(Entries from an annotation dataset)
....
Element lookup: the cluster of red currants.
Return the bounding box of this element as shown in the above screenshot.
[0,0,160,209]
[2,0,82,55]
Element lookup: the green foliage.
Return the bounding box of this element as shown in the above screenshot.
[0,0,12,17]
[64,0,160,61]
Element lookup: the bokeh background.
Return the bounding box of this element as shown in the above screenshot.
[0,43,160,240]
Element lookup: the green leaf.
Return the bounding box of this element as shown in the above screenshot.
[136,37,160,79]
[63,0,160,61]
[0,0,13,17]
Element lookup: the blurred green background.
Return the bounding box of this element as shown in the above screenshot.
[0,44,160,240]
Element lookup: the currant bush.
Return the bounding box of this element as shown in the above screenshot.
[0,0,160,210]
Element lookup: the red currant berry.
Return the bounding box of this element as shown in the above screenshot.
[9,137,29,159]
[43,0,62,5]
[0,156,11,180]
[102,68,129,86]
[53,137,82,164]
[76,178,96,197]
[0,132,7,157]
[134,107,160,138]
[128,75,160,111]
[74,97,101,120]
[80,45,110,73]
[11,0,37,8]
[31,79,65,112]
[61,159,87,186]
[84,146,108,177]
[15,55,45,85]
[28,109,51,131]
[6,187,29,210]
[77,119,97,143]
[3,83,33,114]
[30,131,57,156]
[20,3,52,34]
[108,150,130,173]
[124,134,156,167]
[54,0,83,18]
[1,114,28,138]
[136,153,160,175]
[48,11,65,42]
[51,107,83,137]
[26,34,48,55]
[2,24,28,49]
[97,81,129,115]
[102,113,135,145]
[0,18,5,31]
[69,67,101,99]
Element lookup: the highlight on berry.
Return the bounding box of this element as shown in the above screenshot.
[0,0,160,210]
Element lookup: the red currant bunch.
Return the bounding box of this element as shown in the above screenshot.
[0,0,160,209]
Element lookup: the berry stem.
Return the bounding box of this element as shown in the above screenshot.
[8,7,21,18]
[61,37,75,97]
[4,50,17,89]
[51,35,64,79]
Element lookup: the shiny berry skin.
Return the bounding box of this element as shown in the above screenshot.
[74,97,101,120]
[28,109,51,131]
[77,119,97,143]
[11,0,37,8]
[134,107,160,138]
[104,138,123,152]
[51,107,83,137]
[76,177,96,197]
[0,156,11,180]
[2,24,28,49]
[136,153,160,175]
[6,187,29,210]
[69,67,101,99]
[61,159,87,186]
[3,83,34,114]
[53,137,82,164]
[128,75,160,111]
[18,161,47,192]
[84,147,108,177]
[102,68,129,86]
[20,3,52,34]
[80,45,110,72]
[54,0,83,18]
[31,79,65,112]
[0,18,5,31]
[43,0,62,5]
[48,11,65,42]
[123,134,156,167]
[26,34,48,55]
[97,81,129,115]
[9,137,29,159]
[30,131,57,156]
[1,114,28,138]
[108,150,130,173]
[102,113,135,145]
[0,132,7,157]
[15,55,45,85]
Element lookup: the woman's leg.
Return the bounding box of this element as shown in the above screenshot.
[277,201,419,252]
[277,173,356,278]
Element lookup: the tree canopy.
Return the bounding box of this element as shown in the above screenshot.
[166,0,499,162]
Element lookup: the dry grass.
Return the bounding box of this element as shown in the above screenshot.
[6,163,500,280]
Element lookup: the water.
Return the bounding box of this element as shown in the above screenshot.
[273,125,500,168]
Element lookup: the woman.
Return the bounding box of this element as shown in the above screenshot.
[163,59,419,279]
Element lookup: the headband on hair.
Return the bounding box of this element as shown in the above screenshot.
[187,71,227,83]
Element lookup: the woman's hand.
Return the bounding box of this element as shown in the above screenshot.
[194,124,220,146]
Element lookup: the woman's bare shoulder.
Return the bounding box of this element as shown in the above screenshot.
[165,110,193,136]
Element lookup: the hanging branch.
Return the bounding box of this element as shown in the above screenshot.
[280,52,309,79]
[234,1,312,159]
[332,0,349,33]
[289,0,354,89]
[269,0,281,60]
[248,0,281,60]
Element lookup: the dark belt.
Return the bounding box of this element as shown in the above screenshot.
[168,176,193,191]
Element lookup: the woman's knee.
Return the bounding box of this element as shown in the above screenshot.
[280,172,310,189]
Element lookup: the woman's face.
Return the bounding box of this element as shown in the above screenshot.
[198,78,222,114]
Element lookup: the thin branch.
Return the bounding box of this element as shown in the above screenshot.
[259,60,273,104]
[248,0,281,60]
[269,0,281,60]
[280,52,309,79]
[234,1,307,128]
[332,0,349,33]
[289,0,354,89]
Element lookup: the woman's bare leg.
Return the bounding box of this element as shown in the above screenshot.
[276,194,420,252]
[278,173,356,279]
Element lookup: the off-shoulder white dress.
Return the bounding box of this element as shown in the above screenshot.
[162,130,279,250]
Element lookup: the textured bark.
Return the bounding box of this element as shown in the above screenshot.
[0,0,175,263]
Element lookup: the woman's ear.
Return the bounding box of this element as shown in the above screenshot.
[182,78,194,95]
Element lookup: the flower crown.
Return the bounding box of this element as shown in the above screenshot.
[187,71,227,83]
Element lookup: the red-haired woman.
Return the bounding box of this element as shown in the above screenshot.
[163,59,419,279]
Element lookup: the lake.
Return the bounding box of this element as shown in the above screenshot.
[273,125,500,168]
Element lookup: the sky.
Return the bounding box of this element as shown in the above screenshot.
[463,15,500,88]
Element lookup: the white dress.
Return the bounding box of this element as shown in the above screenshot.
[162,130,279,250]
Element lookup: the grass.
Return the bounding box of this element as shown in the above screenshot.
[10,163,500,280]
....
Reproduce the entire listing above verbatim, keeping every line unchanged.

Element lookup: the cluster of red currants.
Return the bounding box of this element as shown in the above screenshot.
[0,0,160,209]
[2,0,82,55]
Element lookup: the green foliage.
Return the bounding box of this element as shown in the above screenshot.
[0,0,12,17]
[64,0,160,61]
Element lookup: the bokeh background.
Return the bounding box of this element as shown in the above screenshot.
[0,43,160,240]
Element lookup: the green leaf.
Return the bounding box of this element as shown in the above screenshot.
[136,37,160,79]
[63,0,160,61]
[0,0,13,17]
Element lookup: the blurred green background.
Return the bounding box of this element as shown in the above screenshot.
[0,44,160,240]
Element lookup: the currant bush.
Return the bounding box of this element as shown in the above screenshot.
[0,0,160,210]
Element lookup: the red currant berry.
Return the bounding box of this element as shown in the above screenshot.
[9,137,29,159]
[43,0,62,5]
[0,156,11,180]
[102,68,129,86]
[53,137,82,164]
[76,178,96,197]
[0,132,7,157]
[134,107,160,138]
[128,75,160,111]
[74,97,101,120]
[80,45,110,73]
[11,0,37,8]
[31,79,65,112]
[61,159,87,186]
[84,146,108,177]
[15,55,45,85]
[28,109,51,131]
[6,187,29,210]
[77,119,97,143]
[3,83,33,114]
[30,131,57,156]
[20,3,52,34]
[108,150,130,173]
[124,134,156,167]
[54,0,83,18]
[1,114,28,138]
[136,153,160,175]
[48,11,65,42]
[51,107,83,137]
[26,34,48,55]
[2,24,28,49]
[97,81,129,115]
[102,113,135,145]
[0,18,5,31]
[69,67,101,99]
Element lookup: the highlight on berry.
Return the bounding box of this element as shown in the above screenshot.
[0,0,160,210]
Element lookup: the red currant bunch.
Return the bounding box of this element as shown in the above screenshot.
[0,0,160,209]
Element lookup: the berry stem.
Return the bounding box of this element as shown in the above screenshot.
[8,7,21,18]
[61,37,75,97]
[4,50,17,89]
[51,35,64,79]
Element lookup: the shiny berry skin.
Return the bounding box of this element as shown in the above screenshot.
[74,97,101,120]
[28,109,51,131]
[77,119,97,143]
[11,0,37,8]
[134,107,160,138]
[104,138,123,152]
[51,107,83,137]
[76,177,96,197]
[0,156,11,180]
[2,24,28,49]
[136,153,160,175]
[6,187,29,210]
[69,67,101,99]
[61,159,87,186]
[3,83,34,114]
[53,137,82,164]
[128,75,160,111]
[18,161,47,192]
[84,147,108,177]
[102,68,129,86]
[20,3,52,34]
[80,45,110,72]
[54,0,83,18]
[31,79,65,112]
[0,18,5,31]
[43,0,62,5]
[48,11,65,42]
[123,134,156,167]
[26,34,48,55]
[97,81,129,115]
[9,137,29,159]
[30,131,57,156]
[1,114,28,138]
[108,150,130,173]
[102,113,135,145]
[0,132,7,157]
[15,55,45,85]
Element lookup: the woman's leg.
Return the bounding box of this element as shown in the above screenshot.
[277,201,419,252]
[277,173,356,278]
Element lookup: the tree canopy.
Return the bounding box of this element as shown in the above screenshot.
[166,0,499,162]
Element lookup: the dry grass.
Return the bounding box of this element as shown in the above screenshot.
[6,163,500,280]
Element lookup: the water.
Return the bounding box of this element as shown in the above screenshot.
[273,125,500,168]
Element lookup: the woman.
Return the bounding box of this element as shown in the above screenshot.
[163,59,419,279]
Element lookup: the headband on hair.
Return the bounding box of this element as shown in the above screenshot.
[187,71,227,83]
Element lookup: the woman's hand.
Return the bounding box of this element as shown in the above screenshot.
[194,124,220,146]
Element lookup: the woman's bare shoulder.
Return the bounding box of this element as shown in the above screenshot.
[165,110,193,136]
Element lookup: the hanging branch.
Return the bounding box of this element as shown in the above screenshot.
[280,52,309,79]
[234,1,312,159]
[332,0,349,33]
[289,0,354,89]
[269,0,281,60]
[248,0,281,60]
Element lookup: the dark belt.
Return the bounding box of this element as shown in the above screenshot.
[168,176,193,191]
Element lookup: the woman's knee.
Return the bounding box of this element as shown in the above screenshot.
[280,172,310,189]
Element lookup: the woman's face.
Return the bounding box of this element as shown in the above screenshot.
[198,78,222,114]
Element lookup: the thin branch.
Return the bounding box of this element as shown in the above screenshot.
[259,60,273,104]
[248,0,281,60]
[269,0,281,60]
[280,52,309,79]
[234,1,307,128]
[332,0,349,33]
[289,0,354,89]
Element lookup: the woman's bare leg.
Return the bounding box of this element as shown in the above screenshot.
[276,194,420,252]
[278,173,356,279]
Element lookup: the off-shoulder white dress.
Return the bounding box of this element as shown in the above screenshot.
[162,130,279,250]
Element lookup: the textured bark.
Return the bounding box of this element as shown in the above screenshot.
[0,0,175,263]
Element lookup: the woman's ear.
Return the bounding box of this element as shown in the above screenshot.
[182,78,194,95]
Element lookup: the flower crown.
Return the bounding box of this element as shown in the above screenshot.
[187,71,227,83]
Element lookup: the red-haired woman.
Return the bounding box of this element as shown in the above screenshot.
[163,59,419,279]
Element lookup: the lake.
Return the bounding box of this element as shown in the above screenshot.
[273,125,500,168]
Element lookup: the sky.
Return the bounding box of this element as shown in the above screenshot.
[463,15,500,88]
Element lookup: the white dress.
Return the bounding box of this element as shown in the above screenshot.
[162,130,279,250]
Element lookup: the grass.
Return the bounding box of this element as shown in the above screenshot.
[10,163,500,280]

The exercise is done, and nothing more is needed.